§ Problem to solve
Copy out every record below, word for word.

:: Data to process ::

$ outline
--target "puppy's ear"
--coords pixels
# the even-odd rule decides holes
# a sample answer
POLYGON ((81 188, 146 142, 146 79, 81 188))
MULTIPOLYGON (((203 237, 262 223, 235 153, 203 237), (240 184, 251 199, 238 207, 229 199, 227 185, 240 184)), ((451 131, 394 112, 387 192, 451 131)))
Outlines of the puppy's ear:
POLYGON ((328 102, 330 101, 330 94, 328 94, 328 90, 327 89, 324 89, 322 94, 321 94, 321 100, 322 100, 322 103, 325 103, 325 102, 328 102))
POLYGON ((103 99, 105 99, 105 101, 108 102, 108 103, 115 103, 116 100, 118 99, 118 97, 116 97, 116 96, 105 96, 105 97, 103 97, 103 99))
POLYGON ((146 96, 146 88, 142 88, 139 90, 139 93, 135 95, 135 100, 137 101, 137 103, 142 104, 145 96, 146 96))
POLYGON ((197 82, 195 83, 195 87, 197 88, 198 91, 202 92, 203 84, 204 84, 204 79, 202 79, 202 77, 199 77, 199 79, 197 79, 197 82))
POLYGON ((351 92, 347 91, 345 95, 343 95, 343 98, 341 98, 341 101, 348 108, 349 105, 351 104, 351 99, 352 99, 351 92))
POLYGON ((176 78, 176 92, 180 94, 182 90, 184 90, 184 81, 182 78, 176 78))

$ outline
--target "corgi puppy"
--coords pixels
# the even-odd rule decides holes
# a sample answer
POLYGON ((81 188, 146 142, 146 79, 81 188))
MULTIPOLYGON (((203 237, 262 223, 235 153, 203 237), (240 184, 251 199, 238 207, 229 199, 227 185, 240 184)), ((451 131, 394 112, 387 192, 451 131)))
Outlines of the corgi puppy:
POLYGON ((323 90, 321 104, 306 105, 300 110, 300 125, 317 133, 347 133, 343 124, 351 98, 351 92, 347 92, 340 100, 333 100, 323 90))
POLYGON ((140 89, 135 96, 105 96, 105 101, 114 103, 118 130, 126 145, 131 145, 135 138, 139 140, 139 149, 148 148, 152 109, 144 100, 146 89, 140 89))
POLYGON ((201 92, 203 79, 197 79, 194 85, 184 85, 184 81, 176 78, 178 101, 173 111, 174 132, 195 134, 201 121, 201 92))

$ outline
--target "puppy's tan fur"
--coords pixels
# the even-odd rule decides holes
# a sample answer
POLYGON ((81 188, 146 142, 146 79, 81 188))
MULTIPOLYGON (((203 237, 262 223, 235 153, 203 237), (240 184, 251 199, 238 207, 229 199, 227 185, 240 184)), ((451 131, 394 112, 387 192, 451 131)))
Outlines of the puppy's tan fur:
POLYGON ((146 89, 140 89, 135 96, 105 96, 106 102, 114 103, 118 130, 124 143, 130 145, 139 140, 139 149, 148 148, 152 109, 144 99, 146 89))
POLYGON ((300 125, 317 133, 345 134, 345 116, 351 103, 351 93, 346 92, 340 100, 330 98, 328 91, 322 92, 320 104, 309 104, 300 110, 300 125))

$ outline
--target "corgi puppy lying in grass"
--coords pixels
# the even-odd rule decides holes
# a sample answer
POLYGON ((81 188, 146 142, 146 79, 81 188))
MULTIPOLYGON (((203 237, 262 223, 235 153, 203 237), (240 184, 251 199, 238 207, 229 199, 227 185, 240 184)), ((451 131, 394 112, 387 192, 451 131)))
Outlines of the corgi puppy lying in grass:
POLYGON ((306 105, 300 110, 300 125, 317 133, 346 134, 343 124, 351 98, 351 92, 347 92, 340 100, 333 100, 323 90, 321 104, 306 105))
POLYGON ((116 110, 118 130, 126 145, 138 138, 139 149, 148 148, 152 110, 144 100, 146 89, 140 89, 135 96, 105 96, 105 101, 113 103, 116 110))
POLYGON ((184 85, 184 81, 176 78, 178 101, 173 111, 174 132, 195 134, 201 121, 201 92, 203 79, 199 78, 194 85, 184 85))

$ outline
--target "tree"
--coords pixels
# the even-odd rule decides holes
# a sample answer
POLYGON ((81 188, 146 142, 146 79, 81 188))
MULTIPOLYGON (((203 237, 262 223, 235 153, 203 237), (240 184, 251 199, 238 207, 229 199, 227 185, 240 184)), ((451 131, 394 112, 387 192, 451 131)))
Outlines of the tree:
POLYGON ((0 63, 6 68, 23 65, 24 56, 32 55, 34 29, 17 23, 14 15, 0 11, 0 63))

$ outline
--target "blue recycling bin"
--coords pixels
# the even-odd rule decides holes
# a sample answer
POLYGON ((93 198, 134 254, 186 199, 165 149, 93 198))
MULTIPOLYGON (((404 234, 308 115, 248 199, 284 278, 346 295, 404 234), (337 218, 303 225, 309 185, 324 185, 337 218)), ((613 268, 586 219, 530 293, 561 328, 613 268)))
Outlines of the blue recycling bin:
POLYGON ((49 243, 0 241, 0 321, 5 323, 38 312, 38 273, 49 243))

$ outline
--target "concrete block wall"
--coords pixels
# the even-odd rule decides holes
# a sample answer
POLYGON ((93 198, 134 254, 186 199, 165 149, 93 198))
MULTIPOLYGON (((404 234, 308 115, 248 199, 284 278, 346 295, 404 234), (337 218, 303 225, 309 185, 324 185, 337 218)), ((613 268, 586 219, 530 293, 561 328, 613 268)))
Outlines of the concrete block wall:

:::

§ Response below
$ outline
--target "puppy's ear"
--coords pixels
# the even-odd rule decides holes
# a sample answer
POLYGON ((81 188, 146 142, 146 79, 81 188))
MULTIPOLYGON (((203 237, 262 223, 235 153, 203 237), (240 184, 251 199, 238 207, 229 199, 227 185, 240 184)), ((451 131, 394 112, 387 192, 451 131)))
Outlines of the puppy's ear:
POLYGON ((328 102, 330 101, 330 94, 328 94, 328 90, 327 89, 324 89, 322 94, 321 94, 321 100, 322 100, 322 103, 325 103, 325 102, 328 102))
POLYGON ((103 99, 105 99, 105 101, 108 102, 108 103, 115 103, 116 100, 118 99, 118 97, 116 97, 116 96, 105 96, 105 97, 103 97, 103 99))
POLYGON ((146 96, 146 88, 142 88, 139 90, 139 93, 135 95, 135 100, 137 101, 137 103, 142 104, 145 96, 146 96))
POLYGON ((197 82, 195 83, 195 87, 197 88, 198 91, 202 92, 203 84, 204 84, 204 79, 202 79, 202 77, 199 77, 199 79, 197 79, 197 82))
POLYGON ((351 92, 347 91, 345 95, 343 95, 343 98, 341 98, 341 101, 348 108, 349 105, 351 104, 351 99, 352 99, 351 92))
POLYGON ((176 78, 176 92, 180 94, 182 90, 184 90, 184 81, 182 78, 176 78))

$ outline
--target "corgi puppy"
--coords pixels
# the even-odd rule decides holes
# a sample answer
POLYGON ((81 188, 146 142, 146 79, 81 188))
MULTIPOLYGON (((203 237, 262 223, 235 153, 203 237), (240 184, 251 199, 238 207, 229 199, 227 185, 240 184)), ((451 131, 394 112, 387 192, 451 131)))
Outlines of the corgi puppy:
POLYGON ((323 90, 321 104, 306 105, 300 110, 300 125, 317 133, 347 133, 343 124, 351 98, 351 92, 347 92, 340 100, 333 100, 323 90))
POLYGON ((140 89, 135 96, 105 96, 105 101, 114 103, 118 130, 126 145, 131 145, 135 138, 139 140, 139 149, 148 148, 152 109, 144 100, 146 89, 140 89))
POLYGON ((201 92, 203 79, 197 79, 194 85, 184 85, 184 81, 176 78, 178 101, 173 111, 174 132, 195 134, 201 121, 201 92))

$ outline
--target "puppy's tan fur"
--coords pixels
# the even-odd rule decides holes
# a sample answer
POLYGON ((81 188, 146 142, 146 79, 81 188))
MULTIPOLYGON (((203 237, 262 223, 235 153, 203 237), (240 184, 251 199, 238 207, 229 199, 227 185, 240 184)), ((451 131, 394 112, 387 192, 451 131)))
Outlines of the puppy's tan fur:
POLYGON ((146 89, 140 89, 135 96, 105 96, 106 102, 114 103, 118 130, 124 143, 130 145, 139 140, 139 149, 148 148, 152 109, 144 99, 146 89))
POLYGON ((300 125, 317 133, 345 134, 345 116, 351 103, 351 93, 346 92, 340 100, 330 98, 328 91, 322 92, 320 104, 309 104, 300 110, 300 125))

$ outline
--target "corgi puppy lying in grass"
--coords pixels
# the even-odd rule decides holes
# a sample answer
POLYGON ((81 188, 146 142, 146 79, 81 188))
MULTIPOLYGON (((203 237, 262 223, 235 153, 203 237), (240 184, 251 199, 238 207, 229 199, 227 185, 240 184)), ((451 131, 394 112, 387 192, 451 131)))
Outlines of the corgi puppy lying in grass:
POLYGON ((306 105, 300 110, 300 125, 317 133, 346 134, 343 124, 351 98, 351 92, 347 92, 340 100, 333 100, 323 90, 321 104, 306 105))
POLYGON ((116 110, 118 130, 126 145, 138 138, 139 149, 148 148, 152 110, 144 100, 146 89, 140 89, 135 96, 105 96, 105 101, 113 103, 116 110))
POLYGON ((184 85, 184 81, 176 78, 178 101, 173 111, 174 132, 195 134, 201 121, 201 92, 203 79, 199 78, 194 85, 184 85))

$ outline
--target "tree"
--coords pixels
# the even-odd rule decides holes
# a sample answer
POLYGON ((81 188, 146 142, 146 79, 81 188))
MULTIPOLYGON (((203 237, 262 223, 235 153, 203 237), (240 184, 251 199, 238 207, 229 199, 227 185, 240 184)), ((451 131, 394 112, 387 192, 451 131)))
Outlines of the tree:
POLYGON ((0 63, 6 68, 23 65, 24 56, 32 55, 34 29, 17 23, 14 15, 0 11, 0 63))

$ outline
--target "blue recycling bin"
--coords pixels
# the even-odd rule decides holes
# a sample answer
POLYGON ((93 198, 134 254, 186 199, 165 149, 93 198))
MULTIPOLYGON (((404 234, 308 115, 248 199, 284 278, 346 295, 404 234), (337 218, 303 225, 309 185, 324 185, 337 218)), ((613 268, 586 219, 530 293, 561 328, 613 268)))
Outlines of the blue recycling bin:
POLYGON ((49 243, 0 241, 0 321, 5 323, 38 312, 38 273, 49 243))

$ outline
--target "concrete block wall"
--coords pixels
# the even-odd rule decides holes
# a sample answer
POLYGON ((93 198, 134 254, 186 199, 165 149, 93 198))
MULTIPOLYGON (((404 234, 308 115, 248 199, 284 278, 346 295, 404 234), (337 218, 303 225, 309 185, 324 185, 337 218)), ((613 268, 586 219, 530 293, 561 328, 613 268)))
Outlines of the concrete block wall:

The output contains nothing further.